What this task involves: Echo the items below, starting at the line that contains "to find distant" and ending at the line that contains "[118,97,361,166]", with both of those lines included.

Exercise data:
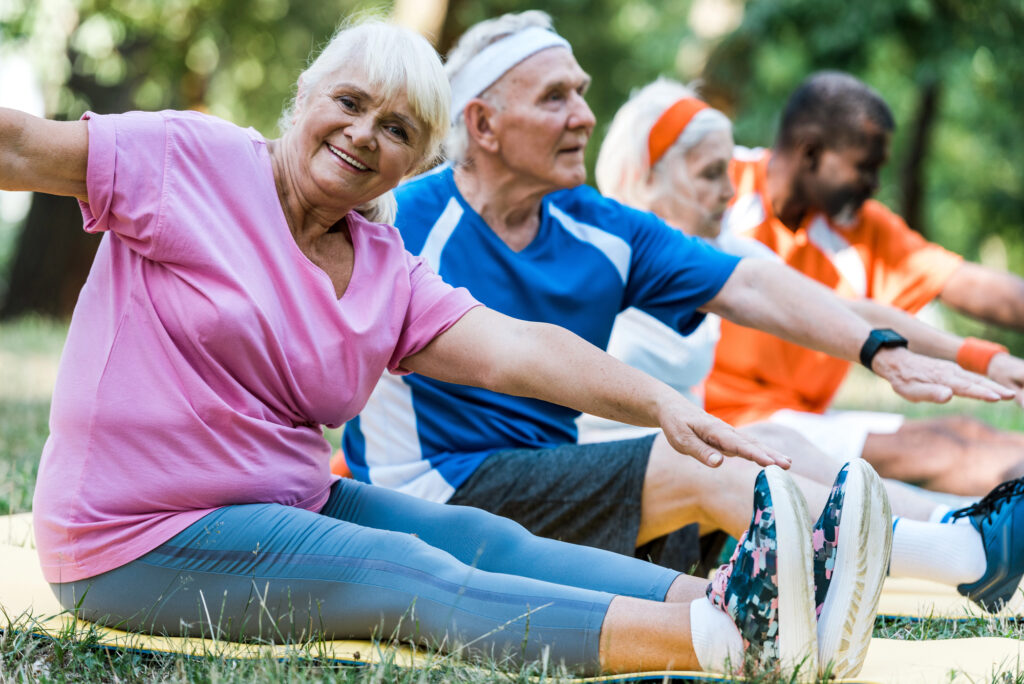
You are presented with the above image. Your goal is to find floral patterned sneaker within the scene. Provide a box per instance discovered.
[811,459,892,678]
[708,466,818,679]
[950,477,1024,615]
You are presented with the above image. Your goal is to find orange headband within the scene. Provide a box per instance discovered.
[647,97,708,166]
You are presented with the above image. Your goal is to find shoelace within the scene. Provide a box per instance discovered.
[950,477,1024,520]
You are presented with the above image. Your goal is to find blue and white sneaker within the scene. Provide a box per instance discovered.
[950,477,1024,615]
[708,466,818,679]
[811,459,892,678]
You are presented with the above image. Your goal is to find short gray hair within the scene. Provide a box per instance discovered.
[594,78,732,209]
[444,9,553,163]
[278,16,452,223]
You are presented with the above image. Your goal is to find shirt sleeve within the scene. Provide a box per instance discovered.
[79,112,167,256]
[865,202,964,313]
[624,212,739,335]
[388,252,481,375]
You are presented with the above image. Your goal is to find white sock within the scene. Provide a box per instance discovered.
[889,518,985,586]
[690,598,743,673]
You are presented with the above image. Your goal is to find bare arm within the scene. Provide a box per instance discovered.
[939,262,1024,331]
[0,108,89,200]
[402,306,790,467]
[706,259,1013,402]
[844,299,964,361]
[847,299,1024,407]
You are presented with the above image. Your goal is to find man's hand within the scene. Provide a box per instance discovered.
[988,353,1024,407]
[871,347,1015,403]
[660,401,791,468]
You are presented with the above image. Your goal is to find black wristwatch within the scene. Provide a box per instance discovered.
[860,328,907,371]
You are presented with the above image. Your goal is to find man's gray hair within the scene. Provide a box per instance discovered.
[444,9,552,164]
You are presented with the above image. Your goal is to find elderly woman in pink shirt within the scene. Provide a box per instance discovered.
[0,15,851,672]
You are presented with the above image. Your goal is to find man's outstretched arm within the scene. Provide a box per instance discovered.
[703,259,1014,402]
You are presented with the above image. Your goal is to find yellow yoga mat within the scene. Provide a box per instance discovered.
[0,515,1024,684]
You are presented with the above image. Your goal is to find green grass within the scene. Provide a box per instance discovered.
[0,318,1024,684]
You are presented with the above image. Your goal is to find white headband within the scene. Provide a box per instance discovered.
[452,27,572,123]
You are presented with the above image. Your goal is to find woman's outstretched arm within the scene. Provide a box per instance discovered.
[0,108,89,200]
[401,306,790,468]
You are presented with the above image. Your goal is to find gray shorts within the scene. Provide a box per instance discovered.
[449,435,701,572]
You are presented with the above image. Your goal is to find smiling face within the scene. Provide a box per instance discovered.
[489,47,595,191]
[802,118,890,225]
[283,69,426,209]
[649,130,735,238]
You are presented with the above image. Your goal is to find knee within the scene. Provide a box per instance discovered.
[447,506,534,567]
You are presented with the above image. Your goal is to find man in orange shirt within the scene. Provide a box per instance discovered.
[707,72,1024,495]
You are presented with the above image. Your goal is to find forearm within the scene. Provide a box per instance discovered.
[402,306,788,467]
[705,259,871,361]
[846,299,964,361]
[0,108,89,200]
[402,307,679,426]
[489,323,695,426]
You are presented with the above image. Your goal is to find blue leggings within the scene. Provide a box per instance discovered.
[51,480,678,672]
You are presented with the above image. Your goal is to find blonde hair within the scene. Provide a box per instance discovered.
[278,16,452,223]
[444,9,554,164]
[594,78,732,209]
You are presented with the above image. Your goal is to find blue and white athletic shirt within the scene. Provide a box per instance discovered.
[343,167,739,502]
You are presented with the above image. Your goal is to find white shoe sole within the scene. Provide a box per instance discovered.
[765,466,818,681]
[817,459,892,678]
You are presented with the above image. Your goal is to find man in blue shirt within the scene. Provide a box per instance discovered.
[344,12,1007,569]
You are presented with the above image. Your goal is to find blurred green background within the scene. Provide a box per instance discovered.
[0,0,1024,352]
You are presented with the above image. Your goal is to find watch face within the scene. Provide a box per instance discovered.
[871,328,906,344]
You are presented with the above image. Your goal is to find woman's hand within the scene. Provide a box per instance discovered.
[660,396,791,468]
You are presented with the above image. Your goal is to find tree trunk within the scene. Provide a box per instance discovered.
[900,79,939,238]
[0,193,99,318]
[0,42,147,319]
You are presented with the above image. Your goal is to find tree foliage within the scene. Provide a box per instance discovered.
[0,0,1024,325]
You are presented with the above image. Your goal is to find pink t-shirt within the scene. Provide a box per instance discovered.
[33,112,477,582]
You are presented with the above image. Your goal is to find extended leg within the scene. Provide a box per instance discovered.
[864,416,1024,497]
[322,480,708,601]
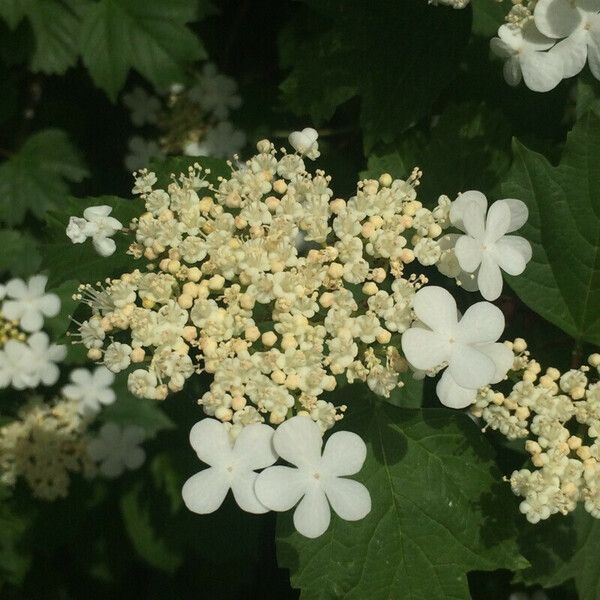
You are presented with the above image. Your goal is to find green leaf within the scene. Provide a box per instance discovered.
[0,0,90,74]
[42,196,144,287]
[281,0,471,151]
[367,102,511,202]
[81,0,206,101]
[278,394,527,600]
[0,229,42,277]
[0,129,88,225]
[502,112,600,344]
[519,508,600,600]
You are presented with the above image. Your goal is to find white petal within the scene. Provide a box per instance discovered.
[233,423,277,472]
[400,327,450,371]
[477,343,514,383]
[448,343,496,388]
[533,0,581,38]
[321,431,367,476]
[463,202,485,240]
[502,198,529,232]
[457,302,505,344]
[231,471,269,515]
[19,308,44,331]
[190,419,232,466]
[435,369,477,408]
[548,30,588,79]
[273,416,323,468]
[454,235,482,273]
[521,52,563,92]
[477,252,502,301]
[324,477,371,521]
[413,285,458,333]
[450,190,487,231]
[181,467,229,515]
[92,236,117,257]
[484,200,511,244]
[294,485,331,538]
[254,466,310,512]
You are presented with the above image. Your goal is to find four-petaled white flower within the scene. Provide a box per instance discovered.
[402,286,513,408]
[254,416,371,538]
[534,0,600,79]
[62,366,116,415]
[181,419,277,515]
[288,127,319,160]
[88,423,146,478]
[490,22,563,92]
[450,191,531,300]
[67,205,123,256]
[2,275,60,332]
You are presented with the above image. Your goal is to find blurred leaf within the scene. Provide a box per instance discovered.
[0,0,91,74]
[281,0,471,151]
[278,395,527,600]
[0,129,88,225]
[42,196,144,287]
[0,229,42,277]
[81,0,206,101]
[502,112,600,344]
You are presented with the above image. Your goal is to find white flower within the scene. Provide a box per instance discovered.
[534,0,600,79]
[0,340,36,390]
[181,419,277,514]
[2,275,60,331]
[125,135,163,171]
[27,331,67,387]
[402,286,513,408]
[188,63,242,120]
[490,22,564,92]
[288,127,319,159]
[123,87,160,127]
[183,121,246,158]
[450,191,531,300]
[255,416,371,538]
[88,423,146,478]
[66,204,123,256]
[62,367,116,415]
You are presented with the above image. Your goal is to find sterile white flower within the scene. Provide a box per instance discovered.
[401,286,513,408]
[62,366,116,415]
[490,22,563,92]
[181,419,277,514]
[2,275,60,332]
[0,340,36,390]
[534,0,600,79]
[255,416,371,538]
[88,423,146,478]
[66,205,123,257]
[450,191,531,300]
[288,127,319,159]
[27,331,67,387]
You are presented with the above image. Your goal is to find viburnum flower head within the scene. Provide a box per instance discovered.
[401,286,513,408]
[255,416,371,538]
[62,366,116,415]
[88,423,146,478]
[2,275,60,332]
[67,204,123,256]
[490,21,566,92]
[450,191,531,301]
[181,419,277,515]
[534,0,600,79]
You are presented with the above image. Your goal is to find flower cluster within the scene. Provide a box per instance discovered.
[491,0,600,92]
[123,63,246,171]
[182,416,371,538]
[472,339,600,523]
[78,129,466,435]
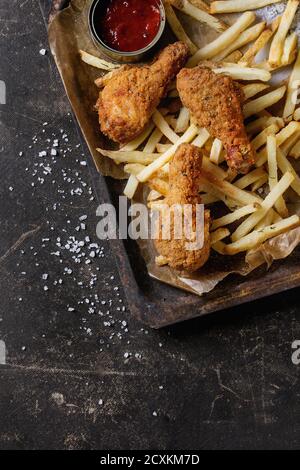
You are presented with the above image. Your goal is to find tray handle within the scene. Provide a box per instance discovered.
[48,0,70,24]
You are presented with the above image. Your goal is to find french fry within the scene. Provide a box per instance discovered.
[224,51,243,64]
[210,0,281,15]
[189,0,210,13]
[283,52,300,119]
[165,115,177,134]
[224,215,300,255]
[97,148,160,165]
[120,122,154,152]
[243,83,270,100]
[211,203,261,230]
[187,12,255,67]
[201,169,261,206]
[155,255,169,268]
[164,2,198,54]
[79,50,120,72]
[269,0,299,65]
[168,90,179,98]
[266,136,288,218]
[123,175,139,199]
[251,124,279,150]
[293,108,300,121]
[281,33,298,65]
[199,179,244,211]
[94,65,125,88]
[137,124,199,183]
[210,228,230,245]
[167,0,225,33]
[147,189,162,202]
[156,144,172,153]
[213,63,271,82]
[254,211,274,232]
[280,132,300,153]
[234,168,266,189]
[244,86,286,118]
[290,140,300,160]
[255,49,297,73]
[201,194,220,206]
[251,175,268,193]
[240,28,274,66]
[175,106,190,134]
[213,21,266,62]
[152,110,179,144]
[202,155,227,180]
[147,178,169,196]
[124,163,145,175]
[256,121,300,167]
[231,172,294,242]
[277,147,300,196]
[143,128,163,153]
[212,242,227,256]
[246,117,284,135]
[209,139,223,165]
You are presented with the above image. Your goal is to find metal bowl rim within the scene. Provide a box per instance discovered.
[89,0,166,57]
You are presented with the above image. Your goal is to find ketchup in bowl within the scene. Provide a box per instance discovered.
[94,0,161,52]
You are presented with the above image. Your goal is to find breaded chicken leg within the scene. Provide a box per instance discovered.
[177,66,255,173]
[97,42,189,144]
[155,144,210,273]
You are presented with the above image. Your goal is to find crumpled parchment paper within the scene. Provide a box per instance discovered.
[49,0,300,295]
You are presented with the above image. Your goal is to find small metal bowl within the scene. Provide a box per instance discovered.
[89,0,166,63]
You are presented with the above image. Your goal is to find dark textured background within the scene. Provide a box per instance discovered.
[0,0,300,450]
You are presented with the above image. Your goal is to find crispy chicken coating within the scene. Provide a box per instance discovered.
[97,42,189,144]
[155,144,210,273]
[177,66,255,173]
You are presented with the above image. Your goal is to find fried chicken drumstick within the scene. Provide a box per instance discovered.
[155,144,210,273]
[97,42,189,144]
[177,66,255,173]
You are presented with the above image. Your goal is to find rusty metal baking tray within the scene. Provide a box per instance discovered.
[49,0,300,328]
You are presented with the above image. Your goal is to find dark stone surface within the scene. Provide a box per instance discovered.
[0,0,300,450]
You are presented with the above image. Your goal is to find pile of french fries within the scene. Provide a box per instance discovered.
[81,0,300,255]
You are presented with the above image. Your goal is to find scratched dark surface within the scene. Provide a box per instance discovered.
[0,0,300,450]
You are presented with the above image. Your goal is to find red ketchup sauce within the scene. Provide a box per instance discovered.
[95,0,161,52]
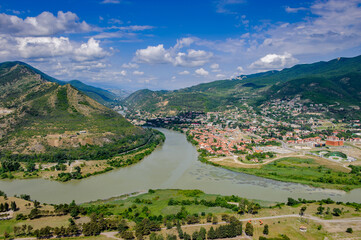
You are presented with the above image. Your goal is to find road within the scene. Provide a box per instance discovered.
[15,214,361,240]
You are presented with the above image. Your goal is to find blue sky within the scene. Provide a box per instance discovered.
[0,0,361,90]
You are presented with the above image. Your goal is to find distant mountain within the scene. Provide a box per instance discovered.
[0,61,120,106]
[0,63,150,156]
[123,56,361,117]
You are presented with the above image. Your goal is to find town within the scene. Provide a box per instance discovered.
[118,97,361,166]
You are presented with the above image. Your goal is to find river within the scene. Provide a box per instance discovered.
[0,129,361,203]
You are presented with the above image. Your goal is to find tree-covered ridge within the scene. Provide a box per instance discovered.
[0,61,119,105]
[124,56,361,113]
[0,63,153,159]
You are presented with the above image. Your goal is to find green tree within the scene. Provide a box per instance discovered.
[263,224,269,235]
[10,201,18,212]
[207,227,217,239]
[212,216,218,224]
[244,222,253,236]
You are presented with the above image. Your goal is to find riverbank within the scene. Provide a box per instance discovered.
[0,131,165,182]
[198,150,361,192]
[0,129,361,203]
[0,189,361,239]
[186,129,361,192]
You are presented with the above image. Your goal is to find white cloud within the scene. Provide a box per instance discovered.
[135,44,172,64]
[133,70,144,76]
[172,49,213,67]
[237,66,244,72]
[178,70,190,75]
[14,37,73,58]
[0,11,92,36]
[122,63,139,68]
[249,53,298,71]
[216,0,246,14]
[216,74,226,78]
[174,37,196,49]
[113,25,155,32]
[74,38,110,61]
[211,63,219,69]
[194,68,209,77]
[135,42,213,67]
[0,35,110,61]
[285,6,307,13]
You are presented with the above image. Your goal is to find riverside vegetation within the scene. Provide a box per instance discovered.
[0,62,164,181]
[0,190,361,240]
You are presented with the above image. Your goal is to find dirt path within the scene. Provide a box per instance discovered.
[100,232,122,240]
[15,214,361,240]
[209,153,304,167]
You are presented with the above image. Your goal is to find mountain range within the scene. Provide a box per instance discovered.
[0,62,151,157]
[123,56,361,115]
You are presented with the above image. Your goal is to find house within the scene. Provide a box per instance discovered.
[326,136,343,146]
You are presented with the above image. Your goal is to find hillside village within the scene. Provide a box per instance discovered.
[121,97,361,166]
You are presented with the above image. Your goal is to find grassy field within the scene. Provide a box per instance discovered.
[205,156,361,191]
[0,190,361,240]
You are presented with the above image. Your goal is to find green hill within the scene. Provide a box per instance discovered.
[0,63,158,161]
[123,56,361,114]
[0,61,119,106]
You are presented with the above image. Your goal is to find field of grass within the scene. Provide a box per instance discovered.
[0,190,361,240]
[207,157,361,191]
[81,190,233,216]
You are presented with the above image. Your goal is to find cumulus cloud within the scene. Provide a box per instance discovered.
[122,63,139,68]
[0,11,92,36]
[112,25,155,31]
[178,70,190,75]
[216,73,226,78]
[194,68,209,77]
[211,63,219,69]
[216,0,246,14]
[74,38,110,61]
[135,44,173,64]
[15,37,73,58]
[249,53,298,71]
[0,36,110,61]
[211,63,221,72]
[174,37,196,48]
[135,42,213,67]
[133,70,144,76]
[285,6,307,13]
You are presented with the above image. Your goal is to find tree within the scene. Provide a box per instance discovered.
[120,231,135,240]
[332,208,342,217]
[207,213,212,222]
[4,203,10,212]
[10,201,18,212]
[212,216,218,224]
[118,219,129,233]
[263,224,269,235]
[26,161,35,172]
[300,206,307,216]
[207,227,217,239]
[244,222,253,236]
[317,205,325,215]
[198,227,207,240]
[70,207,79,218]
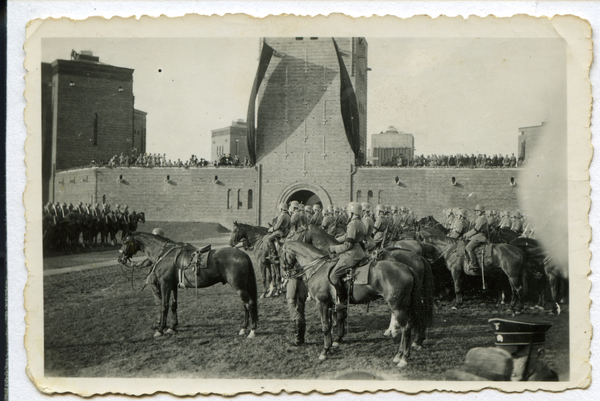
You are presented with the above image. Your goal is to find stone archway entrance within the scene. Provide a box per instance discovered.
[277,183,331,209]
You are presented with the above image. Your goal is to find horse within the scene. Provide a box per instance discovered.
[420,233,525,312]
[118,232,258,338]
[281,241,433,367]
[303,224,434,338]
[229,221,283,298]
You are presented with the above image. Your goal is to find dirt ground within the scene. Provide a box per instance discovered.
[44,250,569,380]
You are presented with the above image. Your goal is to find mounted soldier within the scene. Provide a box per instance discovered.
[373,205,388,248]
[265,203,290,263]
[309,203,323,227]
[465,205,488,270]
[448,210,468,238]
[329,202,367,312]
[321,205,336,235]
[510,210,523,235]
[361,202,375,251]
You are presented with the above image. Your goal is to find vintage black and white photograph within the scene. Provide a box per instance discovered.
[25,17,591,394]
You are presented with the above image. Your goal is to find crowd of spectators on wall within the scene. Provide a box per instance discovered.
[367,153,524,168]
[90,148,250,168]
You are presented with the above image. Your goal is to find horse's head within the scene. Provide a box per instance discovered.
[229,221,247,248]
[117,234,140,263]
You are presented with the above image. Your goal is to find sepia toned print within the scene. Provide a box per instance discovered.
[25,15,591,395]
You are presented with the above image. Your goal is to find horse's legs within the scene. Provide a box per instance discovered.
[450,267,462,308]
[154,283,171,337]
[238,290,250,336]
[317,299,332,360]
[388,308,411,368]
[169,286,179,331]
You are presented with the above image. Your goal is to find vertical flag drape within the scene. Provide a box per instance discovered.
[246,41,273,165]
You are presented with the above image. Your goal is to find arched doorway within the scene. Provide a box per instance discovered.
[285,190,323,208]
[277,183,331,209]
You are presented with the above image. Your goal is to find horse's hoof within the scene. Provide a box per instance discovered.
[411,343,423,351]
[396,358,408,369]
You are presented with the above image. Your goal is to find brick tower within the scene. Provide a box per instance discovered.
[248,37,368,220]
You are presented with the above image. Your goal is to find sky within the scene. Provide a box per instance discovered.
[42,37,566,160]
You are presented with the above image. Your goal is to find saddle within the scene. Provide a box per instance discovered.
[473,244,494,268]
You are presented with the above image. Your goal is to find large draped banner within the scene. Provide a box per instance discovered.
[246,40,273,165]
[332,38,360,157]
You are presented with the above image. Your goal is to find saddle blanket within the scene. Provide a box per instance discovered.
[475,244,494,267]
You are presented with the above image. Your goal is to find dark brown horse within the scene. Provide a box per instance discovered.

Reply to the task:
You are presented with the above image. Your goal is to find distant mountain within the scene. Provide a box per instance discovered.
[0,61,120,106]
[0,63,150,156]
[123,56,361,117]
You are presented with the above image. Your goal is to find town within the scene. Provide a box per instance discovered.
[118,97,361,166]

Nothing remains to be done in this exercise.